Saved data entries:
* begin *

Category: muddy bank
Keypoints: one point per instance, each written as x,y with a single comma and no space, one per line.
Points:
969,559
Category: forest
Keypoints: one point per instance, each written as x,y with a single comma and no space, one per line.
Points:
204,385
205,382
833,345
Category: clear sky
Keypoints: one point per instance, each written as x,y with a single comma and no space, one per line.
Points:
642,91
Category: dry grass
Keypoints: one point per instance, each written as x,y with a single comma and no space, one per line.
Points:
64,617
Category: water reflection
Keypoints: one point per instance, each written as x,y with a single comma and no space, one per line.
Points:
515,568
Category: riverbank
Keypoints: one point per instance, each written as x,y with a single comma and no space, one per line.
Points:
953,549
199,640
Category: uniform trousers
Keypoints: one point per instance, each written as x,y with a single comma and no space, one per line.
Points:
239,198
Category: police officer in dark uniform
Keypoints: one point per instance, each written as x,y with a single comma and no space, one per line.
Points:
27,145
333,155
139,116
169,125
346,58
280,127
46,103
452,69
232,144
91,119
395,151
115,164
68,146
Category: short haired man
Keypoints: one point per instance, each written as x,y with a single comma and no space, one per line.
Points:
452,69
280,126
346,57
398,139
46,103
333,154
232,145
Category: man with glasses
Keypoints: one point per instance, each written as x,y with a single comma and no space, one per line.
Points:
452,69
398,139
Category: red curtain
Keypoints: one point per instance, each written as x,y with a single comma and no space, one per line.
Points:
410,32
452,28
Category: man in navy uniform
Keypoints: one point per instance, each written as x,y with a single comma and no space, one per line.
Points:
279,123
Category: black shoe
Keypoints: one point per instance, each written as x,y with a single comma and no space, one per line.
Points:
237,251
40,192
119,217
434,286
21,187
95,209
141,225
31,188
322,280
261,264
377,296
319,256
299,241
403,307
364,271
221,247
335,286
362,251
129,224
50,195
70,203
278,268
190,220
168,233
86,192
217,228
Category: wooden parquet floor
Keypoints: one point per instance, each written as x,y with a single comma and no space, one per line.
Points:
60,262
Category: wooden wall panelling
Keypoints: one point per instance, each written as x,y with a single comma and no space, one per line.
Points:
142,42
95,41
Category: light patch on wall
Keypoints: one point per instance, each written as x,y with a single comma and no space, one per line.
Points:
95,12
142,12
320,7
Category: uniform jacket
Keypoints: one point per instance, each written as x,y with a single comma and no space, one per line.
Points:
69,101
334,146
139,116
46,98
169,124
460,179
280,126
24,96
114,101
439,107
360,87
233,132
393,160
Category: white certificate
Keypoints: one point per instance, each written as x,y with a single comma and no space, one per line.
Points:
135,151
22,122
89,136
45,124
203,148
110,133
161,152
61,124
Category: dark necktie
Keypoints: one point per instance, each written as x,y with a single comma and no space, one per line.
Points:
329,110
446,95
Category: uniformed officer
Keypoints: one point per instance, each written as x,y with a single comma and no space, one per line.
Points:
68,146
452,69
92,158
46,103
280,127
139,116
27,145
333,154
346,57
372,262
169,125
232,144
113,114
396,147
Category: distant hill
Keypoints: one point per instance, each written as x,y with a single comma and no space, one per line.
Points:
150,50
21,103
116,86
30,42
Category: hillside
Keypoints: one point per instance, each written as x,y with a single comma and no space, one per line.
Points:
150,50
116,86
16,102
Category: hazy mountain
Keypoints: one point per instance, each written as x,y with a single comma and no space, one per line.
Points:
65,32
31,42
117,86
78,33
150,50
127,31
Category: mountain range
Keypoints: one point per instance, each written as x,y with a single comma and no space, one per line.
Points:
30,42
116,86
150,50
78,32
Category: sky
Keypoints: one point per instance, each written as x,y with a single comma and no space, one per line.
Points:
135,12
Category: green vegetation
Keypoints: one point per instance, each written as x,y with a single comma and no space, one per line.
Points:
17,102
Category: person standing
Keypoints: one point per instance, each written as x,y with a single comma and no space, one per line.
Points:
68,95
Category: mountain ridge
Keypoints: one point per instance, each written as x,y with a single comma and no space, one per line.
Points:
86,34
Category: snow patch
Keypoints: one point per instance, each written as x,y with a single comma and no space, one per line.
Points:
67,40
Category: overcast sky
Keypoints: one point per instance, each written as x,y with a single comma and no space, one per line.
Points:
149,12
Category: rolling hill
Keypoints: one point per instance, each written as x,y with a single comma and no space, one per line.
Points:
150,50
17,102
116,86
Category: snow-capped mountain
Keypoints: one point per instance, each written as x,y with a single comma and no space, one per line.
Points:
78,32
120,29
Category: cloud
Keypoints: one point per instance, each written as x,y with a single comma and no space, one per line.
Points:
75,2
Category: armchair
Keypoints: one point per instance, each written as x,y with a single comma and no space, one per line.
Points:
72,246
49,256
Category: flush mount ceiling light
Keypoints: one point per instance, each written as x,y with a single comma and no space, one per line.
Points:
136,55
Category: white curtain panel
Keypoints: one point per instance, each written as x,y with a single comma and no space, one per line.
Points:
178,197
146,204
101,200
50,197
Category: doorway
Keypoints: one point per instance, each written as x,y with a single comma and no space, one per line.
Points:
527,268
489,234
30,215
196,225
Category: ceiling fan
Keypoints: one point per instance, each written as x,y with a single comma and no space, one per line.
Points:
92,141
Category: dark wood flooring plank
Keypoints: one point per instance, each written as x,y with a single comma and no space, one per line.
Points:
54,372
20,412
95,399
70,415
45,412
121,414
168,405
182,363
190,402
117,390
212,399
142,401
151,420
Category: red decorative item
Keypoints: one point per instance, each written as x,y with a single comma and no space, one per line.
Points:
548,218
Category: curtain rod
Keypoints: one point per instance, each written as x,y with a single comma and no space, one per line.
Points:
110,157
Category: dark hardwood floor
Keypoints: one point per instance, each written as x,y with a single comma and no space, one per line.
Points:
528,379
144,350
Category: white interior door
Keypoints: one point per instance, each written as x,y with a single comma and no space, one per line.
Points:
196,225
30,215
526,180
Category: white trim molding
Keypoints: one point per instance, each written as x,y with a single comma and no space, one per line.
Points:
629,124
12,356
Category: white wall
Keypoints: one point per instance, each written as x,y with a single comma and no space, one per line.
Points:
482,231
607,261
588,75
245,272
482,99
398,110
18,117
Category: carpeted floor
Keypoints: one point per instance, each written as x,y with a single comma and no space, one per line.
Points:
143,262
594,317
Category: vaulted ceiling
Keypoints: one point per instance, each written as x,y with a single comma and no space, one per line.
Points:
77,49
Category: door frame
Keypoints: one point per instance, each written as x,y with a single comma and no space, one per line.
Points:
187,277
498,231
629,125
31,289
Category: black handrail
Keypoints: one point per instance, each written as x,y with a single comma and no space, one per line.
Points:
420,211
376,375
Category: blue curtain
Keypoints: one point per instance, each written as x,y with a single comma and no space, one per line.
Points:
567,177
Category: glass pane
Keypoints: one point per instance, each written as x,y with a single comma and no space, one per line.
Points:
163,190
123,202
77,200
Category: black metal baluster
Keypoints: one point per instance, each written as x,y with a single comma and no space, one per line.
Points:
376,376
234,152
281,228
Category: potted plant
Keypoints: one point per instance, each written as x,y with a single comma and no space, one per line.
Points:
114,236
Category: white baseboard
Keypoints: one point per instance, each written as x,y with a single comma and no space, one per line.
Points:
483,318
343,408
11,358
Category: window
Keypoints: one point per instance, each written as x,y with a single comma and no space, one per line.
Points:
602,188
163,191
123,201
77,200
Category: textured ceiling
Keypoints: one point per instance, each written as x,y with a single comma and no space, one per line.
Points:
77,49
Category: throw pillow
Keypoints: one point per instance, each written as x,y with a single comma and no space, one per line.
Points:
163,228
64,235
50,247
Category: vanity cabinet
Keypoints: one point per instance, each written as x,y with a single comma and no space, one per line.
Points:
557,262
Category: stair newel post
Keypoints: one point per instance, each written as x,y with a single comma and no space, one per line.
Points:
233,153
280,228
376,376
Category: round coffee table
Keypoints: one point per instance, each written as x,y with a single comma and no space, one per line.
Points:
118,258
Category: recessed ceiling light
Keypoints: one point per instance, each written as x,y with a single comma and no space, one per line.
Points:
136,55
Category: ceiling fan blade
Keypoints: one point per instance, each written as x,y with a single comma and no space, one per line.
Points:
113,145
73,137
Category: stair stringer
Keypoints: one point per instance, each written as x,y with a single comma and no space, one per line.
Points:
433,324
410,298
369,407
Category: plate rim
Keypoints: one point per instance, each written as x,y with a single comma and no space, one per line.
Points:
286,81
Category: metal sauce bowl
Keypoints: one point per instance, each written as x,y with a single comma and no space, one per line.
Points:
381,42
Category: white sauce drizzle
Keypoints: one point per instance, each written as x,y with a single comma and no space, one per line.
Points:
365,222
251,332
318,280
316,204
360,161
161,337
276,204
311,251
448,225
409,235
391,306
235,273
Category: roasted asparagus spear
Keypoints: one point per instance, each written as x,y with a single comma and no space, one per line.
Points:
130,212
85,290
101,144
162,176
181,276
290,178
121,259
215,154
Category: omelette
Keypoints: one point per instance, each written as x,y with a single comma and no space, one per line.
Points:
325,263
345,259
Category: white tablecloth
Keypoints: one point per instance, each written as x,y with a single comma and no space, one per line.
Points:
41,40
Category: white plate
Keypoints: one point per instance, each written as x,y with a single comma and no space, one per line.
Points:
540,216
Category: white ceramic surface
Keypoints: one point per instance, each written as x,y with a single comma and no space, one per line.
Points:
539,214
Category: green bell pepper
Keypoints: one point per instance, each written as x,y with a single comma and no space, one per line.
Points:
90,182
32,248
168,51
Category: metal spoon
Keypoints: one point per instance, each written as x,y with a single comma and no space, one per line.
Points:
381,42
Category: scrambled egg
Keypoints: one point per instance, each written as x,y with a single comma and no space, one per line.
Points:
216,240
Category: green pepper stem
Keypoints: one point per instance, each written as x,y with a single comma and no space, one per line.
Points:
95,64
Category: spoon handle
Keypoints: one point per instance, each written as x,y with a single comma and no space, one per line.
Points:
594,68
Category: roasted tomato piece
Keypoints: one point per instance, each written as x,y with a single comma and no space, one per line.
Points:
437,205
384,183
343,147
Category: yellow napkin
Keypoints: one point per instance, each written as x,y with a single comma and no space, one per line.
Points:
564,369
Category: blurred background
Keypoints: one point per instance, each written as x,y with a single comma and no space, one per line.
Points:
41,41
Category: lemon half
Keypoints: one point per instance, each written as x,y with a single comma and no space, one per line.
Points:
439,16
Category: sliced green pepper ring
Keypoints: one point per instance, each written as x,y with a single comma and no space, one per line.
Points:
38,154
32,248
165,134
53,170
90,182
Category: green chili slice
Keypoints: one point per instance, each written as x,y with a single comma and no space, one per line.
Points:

* end *

**WORK INSTRUCTIONS**
Output the lines of the records above, starting with the line that contains "Category: roasted tomato piece" and continuing through the end of the records, copied exactly with both ends included.

**RESPONSE TO THIS TASK**
Category: roasted tomato piece
Keypoints: one point per instance, each written as x,y with a single comma and no space, one per line.
Points:
437,205
384,183
343,147
Category: yellow napkin
Keypoints: one point per instance, each written as x,y with a single comma and no space, one per line.
Points:
564,369
Category: blurred background
Keypoints: one point per instance, each written as x,y with a single comma and no space, one per line.
Points:
41,41
Category: lemon half
Keypoints: one point per instance, each written as x,y with a single comma and no space, one per line.
Points:
439,16
Category: sliced green pepper ring
Keypoints: one point per instance, each written as x,y with a single comma and no space, one per line.
Points:
38,154
32,248
165,134
53,170
90,182
Category: green chili slice
Keypoints: one point per instance, each written as x,y with a single comma and no space, one per line.
Points:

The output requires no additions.